Location labeling data:
------------------------------
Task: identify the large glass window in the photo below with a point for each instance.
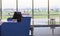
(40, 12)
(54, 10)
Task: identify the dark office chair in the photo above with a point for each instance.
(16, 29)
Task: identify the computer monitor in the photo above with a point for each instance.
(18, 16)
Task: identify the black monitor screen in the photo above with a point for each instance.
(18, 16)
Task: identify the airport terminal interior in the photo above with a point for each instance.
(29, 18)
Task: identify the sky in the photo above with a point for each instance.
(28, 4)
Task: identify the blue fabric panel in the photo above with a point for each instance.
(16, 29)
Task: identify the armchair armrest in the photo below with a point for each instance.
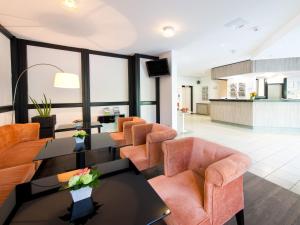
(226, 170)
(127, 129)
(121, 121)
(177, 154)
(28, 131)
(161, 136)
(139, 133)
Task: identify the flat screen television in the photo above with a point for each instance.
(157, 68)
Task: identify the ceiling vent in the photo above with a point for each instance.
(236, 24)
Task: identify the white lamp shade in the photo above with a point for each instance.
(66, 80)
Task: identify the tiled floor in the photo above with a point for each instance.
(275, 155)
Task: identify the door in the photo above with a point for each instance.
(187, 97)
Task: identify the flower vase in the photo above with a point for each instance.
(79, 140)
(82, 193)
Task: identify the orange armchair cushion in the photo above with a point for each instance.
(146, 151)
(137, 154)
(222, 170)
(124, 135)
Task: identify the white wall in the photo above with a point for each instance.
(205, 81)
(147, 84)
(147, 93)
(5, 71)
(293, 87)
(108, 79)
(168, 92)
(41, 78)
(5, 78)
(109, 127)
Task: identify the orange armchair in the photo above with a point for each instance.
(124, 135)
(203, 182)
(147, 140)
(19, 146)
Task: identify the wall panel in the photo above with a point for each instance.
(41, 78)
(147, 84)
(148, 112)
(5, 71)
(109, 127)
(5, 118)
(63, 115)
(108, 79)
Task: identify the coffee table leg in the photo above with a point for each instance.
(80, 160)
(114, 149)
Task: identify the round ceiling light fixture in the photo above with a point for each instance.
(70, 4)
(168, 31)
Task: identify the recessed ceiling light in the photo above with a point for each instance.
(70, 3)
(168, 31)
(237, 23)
------------------------------
● **SET PROBLEM**: Recast every line of the data above as a JSON list of strings, one string per line, with blank lines left out. Leave the pictures out of the answer.

● **TASK RESULT**:
[
  "Task: identify the large glass window in the photo below with a point for each instance.",
  "(40, 12)",
  "(54, 10)",
  "Task: identify the dark office chair in the photo above with a point for each instance.",
  "(16, 29)",
  "Task: identify the computer monitor in the photo above with a point for each instance.",
  "(18, 16)",
  "Task: identify the black monitor screen in the photo above with a point for each instance.",
  "(18, 16)",
  "Task: identify the airport terminal interior in the photo above with a point for each instance.",
  "(29, 18)",
  "Task: identify the sky in the photo above with a point for each instance.",
  "(28, 4)",
  "Task: identify the blue fabric panel in the photo above with a point for each instance.",
  "(16, 29)",
  "Task: identify the armchair armrest in the photo below with a point for each instance.",
  "(226, 170)",
  "(127, 129)",
  "(121, 121)",
  "(177, 154)",
  "(28, 131)",
  "(161, 136)",
  "(139, 133)",
  "Task: identify the flat screen television in the photo above with a point for each instance.",
  "(157, 68)",
  "Task: identify the ceiling vent in the photo above with a point for each instance.",
  "(236, 24)",
  "Task: identify the white lamp shade in the photo above with a point for each instance.",
  "(66, 80)",
  "Task: identify the tiled floor in the photo above with a point for each instance.",
  "(275, 155)",
  "Task: identify the door in the photo above with a point for each instance.",
  "(187, 97)",
  "Task: identify the flower vase in the photo above with a point for each instance.",
  "(79, 140)",
  "(82, 193)",
  "Task: identify the orange armchair cushion in the photo above with a point for each instance.",
  "(146, 151)",
  "(137, 154)",
  "(222, 170)",
  "(124, 135)",
  "Task: identify the white wall in the photo above with a point for each instance.",
  "(205, 81)",
  "(147, 84)",
  "(147, 93)",
  "(5, 71)",
  "(293, 87)",
  "(108, 79)",
  "(168, 92)",
  "(41, 78)",
  "(5, 78)",
  "(109, 127)",
  "Task: identify the orange armchair in the photo above with a point for each instance.",
  "(124, 135)",
  "(203, 182)",
  "(147, 140)",
  "(19, 146)",
  "Task: identify the wall panel in the photo above with a point for each instance.",
  "(41, 78)",
  "(147, 84)",
  "(148, 112)",
  "(5, 71)",
  "(109, 127)",
  "(5, 118)",
  "(63, 115)",
  "(108, 79)",
  "Task: identify the coffee table leg in the photo above with a point for each instance.",
  "(80, 160)",
  "(114, 149)",
  "Task: identify the round ceiling light fixture in the photo above with a point for each instance.",
  "(70, 4)",
  "(168, 31)",
  "Task: identify the recessed ceiling light in the photo above with a point for each instance.",
  "(70, 3)",
  "(168, 31)",
  "(237, 23)"
]